_Exercise_. Swap "each instance" for "every instance" throughout the data below, leave everything else unchanged, and omit the pictures from your answer.

_Material for this exercise_.
● ● ● ● ●

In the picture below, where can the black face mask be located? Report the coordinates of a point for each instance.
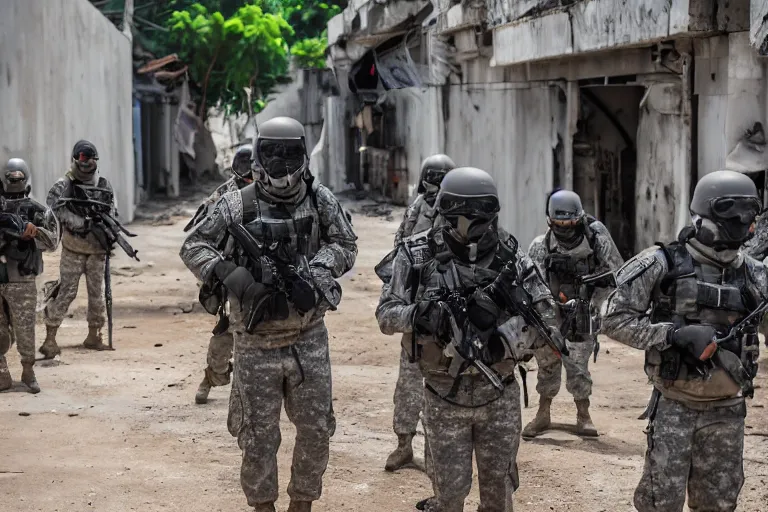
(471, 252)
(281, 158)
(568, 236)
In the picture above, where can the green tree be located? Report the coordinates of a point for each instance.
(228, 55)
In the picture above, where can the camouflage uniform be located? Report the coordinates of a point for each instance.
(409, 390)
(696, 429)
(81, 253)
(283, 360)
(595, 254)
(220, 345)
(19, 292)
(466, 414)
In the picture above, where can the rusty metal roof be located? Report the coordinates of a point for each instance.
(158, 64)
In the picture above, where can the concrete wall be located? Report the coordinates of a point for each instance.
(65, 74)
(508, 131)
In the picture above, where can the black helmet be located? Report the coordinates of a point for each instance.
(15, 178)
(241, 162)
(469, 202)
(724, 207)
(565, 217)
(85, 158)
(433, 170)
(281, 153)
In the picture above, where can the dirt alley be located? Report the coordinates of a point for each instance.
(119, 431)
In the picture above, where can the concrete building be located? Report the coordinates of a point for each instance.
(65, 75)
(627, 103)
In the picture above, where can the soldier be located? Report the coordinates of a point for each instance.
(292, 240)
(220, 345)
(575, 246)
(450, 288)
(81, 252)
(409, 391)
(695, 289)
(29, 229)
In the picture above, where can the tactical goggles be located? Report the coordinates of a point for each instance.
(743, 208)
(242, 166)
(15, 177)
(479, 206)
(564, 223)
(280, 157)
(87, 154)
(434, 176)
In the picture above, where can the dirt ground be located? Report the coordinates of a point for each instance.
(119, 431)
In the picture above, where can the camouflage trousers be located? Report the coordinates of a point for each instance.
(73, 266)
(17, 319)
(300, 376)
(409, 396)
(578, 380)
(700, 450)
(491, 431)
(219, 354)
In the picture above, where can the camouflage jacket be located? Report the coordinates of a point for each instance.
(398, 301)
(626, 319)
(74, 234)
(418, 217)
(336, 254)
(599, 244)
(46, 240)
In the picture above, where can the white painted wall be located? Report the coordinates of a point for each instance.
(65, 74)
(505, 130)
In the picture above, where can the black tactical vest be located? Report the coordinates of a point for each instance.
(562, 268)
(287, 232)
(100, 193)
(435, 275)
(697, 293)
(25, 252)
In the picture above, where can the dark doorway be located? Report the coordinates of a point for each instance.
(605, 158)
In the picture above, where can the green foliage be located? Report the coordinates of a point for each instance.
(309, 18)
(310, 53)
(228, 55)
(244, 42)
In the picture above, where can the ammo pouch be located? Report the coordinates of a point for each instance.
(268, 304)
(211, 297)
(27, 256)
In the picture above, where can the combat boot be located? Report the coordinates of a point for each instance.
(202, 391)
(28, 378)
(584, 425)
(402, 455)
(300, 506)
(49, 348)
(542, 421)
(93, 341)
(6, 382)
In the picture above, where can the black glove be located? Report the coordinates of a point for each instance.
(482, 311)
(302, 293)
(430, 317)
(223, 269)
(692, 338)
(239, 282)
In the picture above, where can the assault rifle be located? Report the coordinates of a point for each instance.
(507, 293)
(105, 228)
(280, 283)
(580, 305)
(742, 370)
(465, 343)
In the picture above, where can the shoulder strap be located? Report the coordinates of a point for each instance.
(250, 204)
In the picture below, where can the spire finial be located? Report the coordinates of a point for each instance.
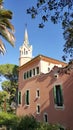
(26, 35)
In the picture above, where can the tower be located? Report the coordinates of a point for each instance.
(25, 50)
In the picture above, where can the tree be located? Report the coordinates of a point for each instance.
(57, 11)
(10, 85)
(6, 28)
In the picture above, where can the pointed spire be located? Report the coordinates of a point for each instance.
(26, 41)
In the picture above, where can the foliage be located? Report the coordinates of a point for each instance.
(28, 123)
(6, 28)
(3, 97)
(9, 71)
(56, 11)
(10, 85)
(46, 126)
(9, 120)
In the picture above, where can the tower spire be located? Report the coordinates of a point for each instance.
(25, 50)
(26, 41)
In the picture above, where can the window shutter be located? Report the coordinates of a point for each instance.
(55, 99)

● ● ● ● ●

_Response_.
In the picture below, where can the black face mask be located? Report the coordinates of a point for every instance.
(471, 252)
(281, 158)
(568, 236)
In the picture above, where can the green tree be located? Report the coordinates of a point for every instance.
(228, 55)
In the picture above, where can the camouflage uniform be located? Report the coordinates of a point for every instance.
(409, 390)
(696, 429)
(81, 253)
(283, 360)
(595, 254)
(220, 345)
(19, 292)
(466, 414)
In the picture above, where can the rusty metal roof be located? Report the coordinates of a point for every instance.
(158, 64)
In the picture above, where can the concrete wall be located? Report the coordinates of a point for every instance.
(65, 74)
(508, 131)
In the picture above, where can the black helmet be located? Report the coordinates of a point for every instance.
(15, 178)
(241, 162)
(469, 202)
(724, 207)
(565, 217)
(85, 158)
(433, 170)
(281, 153)
In the picture above, where can the dirt alley be located? Report the coordinates of a point for every instance.
(119, 431)
In the picture above, where can the concrete building be located? Report the coordinates of a point for every instance.
(65, 75)
(627, 103)
In the picture above, where can the soldier be located? Report the coordinates of a point for every instance.
(292, 240)
(220, 345)
(575, 246)
(450, 288)
(81, 252)
(409, 391)
(695, 289)
(29, 229)
In the picture above, where can the tactical goggles be located? Report the coordinates of a point for every instance.
(743, 208)
(242, 166)
(15, 177)
(479, 206)
(564, 223)
(280, 157)
(87, 154)
(434, 176)
In the picture above, where can the dirt ground be located? Report the coordinates of a point for every instance.
(119, 431)
In the picture above, where can the camouflage trousers be located? Report the coordinates of a point for every instance.
(73, 266)
(17, 319)
(300, 376)
(409, 396)
(578, 380)
(700, 450)
(491, 431)
(219, 354)
In the picture above, where can the camouflage jacket be located? Report the coordinates of a point for every instance.
(398, 301)
(626, 319)
(74, 234)
(418, 217)
(336, 254)
(599, 244)
(46, 240)
In the picture above, where can the white painted wall be located? Report the coordinates of a point for every instance.
(65, 74)
(505, 130)
In the picture above, where can the black tactical vest be located? Report the coordinates of a point for every instance.
(562, 268)
(287, 232)
(100, 193)
(435, 275)
(697, 293)
(25, 252)
In the picture above, where can the dark doorway be located? Report the coordinates of a point for every instance.
(605, 158)
In the picture above, where can the green foliage be located? Report the coordinates of a point for every instance.
(309, 18)
(310, 53)
(228, 55)
(244, 42)
In the picture above, where can the ammo pouch be located? Report the coordinates of a point for every instance.
(268, 304)
(211, 297)
(27, 256)
In the picture above, where can the combat boot be located? Report the coordinates of a point for every instance.
(202, 391)
(28, 378)
(584, 425)
(402, 455)
(300, 506)
(49, 348)
(542, 421)
(93, 341)
(6, 382)
In the picture above, where can the black glove be located? Report the coordinates of a point for every instance.
(482, 311)
(302, 293)
(430, 317)
(223, 269)
(692, 338)
(239, 282)
In the picture above, where can the assault rifle be located? Report the coordinates of a point for every instance.
(507, 293)
(105, 228)
(280, 283)
(580, 305)
(742, 370)
(465, 343)
In the picture above, where can the shoulder strap be located? Report the coordinates of a point for every instance.
(250, 204)
In the picture below, where can the spire finial be located? Report the coordinates of a point for every instance.
(26, 35)
In the picture above, where can the tower be located? Report the coordinates of a point for every instance.
(25, 50)
In the picture above, where can the tree be located? Report the coordinates of a point for every instance.
(57, 11)
(10, 85)
(6, 28)
In the picture above, where can the pointed spire be located? Report the coordinates of a point for every instance.
(26, 41)
In the picture above, where can the foliage be located? Report the coordinates of a point for every instance.
(28, 123)
(6, 28)
(3, 97)
(9, 71)
(56, 11)
(10, 85)
(46, 126)
(9, 120)
In the picture above, where can the tower spire be located? Report the coordinates of a point for every instance.
(25, 50)
(26, 41)
In the picture above, where can the window shutter be located? Report the coordinates of a point for every instance.
(55, 99)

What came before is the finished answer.